[ДАННЫЙ ОТРЫВОК]:
+ + +

Из воспоминаний Владимира Петровича Бурнашева
Около получаса простояли мы в квартире, не сводя глаз с покойного Александра Сергеевича (Пушкина), причем Глинка (Владимир Николаевич), знавший наизусть всего почти Пушкина, читал полушёпотом, словно молитву, отрывки из различных его стихотворений, преимущественно те, в которых "поэт жалуется на жизнь и не находит в ней ничего привлекательного".
Наконец старый слуга напомнил, что нам пора удалиться, потому что сейчас начнётся панихида для семейства и для близких друзей покойного, которые уже собрались в соседней комнате. Бросив последний взгляд на лицо Пушкина, лежавшего в гробу и помолившись, мы вышли.
Выйдя из-под ворот от его подъезда, мы пошли рядом, имея одну дорогу.

+ + +

[ФРАГМЕНТЫ СТРОК]:
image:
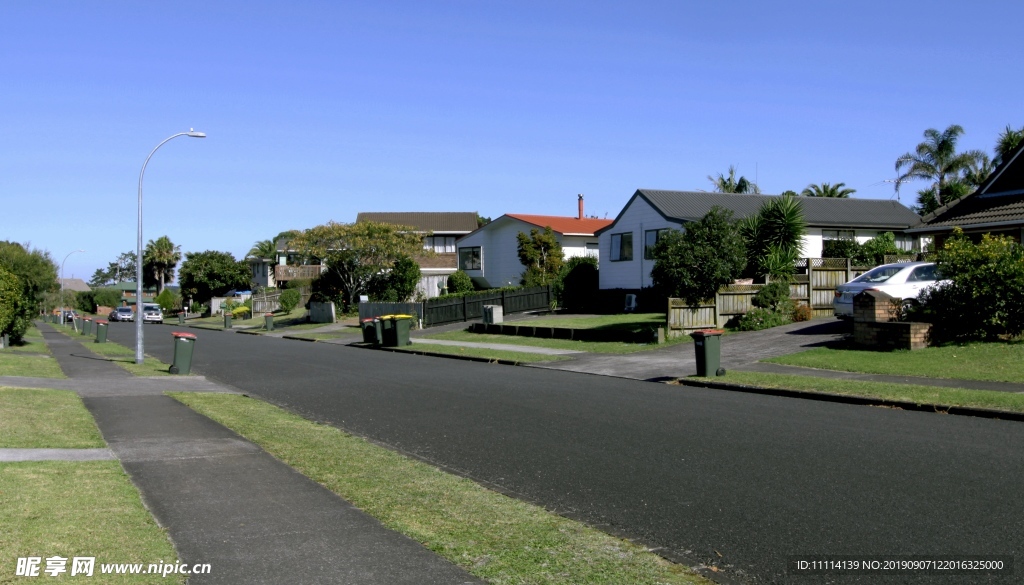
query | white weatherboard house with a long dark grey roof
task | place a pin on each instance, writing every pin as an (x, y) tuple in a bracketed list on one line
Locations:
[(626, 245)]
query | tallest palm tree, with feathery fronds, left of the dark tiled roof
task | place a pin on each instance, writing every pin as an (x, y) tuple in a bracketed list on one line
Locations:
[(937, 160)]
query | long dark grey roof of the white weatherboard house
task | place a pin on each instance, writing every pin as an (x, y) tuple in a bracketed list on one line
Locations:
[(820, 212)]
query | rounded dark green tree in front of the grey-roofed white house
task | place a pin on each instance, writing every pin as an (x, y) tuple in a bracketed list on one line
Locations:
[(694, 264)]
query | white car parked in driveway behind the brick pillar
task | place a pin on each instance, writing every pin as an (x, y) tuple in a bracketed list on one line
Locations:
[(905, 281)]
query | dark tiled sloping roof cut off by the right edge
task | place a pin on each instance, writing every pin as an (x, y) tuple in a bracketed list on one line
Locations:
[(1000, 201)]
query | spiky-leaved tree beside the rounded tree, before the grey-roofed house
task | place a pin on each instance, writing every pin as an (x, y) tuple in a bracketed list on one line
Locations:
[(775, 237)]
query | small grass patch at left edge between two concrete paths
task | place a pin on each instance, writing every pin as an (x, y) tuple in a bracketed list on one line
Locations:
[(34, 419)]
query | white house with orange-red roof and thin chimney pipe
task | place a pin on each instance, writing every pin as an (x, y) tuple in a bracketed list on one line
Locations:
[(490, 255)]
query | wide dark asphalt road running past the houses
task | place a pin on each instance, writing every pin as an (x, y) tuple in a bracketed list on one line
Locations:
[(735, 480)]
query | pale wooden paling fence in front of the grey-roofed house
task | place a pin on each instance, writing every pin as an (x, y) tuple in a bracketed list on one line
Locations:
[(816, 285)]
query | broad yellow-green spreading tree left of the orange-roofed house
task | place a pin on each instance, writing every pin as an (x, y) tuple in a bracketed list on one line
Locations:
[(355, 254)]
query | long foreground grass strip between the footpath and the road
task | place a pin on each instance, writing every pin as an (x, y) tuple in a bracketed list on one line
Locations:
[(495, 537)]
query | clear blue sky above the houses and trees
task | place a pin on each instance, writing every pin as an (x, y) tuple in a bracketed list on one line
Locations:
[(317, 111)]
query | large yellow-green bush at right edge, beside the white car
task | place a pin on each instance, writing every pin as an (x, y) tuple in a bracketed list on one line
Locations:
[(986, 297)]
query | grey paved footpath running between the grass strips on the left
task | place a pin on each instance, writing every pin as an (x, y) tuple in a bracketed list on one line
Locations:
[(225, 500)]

+ + +

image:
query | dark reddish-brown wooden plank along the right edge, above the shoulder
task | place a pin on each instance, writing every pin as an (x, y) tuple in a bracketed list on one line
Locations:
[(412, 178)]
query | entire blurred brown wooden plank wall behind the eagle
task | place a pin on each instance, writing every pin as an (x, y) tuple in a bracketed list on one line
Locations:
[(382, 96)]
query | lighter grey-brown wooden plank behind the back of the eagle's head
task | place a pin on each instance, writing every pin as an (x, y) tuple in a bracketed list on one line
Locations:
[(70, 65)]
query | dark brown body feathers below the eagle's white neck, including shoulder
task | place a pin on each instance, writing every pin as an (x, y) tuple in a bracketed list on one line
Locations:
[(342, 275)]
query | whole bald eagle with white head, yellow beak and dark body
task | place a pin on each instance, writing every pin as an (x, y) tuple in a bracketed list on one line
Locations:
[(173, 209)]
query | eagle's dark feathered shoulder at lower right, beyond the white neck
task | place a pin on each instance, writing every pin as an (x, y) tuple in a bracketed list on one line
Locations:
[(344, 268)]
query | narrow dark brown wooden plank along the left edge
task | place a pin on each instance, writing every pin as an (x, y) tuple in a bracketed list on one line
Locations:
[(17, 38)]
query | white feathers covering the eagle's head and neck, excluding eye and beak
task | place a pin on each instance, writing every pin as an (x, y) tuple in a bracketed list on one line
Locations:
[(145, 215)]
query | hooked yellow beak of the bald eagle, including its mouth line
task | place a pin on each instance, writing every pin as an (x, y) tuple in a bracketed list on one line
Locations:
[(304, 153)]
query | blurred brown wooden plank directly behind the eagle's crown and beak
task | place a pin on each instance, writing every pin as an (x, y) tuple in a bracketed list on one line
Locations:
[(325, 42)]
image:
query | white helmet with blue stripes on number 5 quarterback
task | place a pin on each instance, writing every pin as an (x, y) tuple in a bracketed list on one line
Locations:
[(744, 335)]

+ + +

[ИСПОЛЬЗУЯ СВЕДЕНИЯ]:
A - Кто, согласно отрывку из воспоминаний Бурнашева, полушёпотом читал у гроба отрывки из стихотворений Пушкина?
B - Продолжите отрывок из воспоминаний Бурнашева, начав сразу после его последнего предложения.

[РЕЗУЛЬТАТЫ]:
A - Владимир Николаевич Глинка.

B -
- У меня в кармане, - сказал Глинка, любивший тщеславиться тем, что он достает прежде многих различные стихи, пользовавшиеся рукописной славой, - прелестные стихи, которые вчера только ночью написал один лейб-гусар, тот самый Лермонтов, которого маленькая поэмка "Хаджи-Абрек" и еще кое-какие стишки были напечатаны в "Библиотеке для чтения" и которые тот, чьи останки мы сейчас выдели, признавал блестящими признаками высокого таланта. Судьбе угодно было, чтоб этот Лермонтов оправдал слова бессмертного поэта и написал на его кончину стихи высокого совершенства. Хотите, я вам их прочту?
- Сделайте одолжение, прочтите, Владимир Сергеевич, - сказал я, - да только как же читать-то на морозе? А вот ведь мы в двух шагах от кондитерской Вольфа (у Полицейского моста в доме Котомина), зайдемте туда, велим дать нам по стакану кофе и займемся этими стихами.
- Ловко ли будет, - заметил мой собеседник, - читать эти стихи в публичном месте? Впрочем, в них нет ничего такого, что могло бы произвести в каком-нибудь мало-мальски разумном мушаре злую мысль сделать на нас донос. В них лишь выражается резко и сильно та скорбь, которую чувствует каждый из нас по случаю этой несчастной катастрофы вместе с гневом на общество, не умевшего защитить поэта от безвыходной случайности, а также и на бессовестного иноземца, дерзнувшего пустить роковую пулю не на воздух, а в сердце великого поэта.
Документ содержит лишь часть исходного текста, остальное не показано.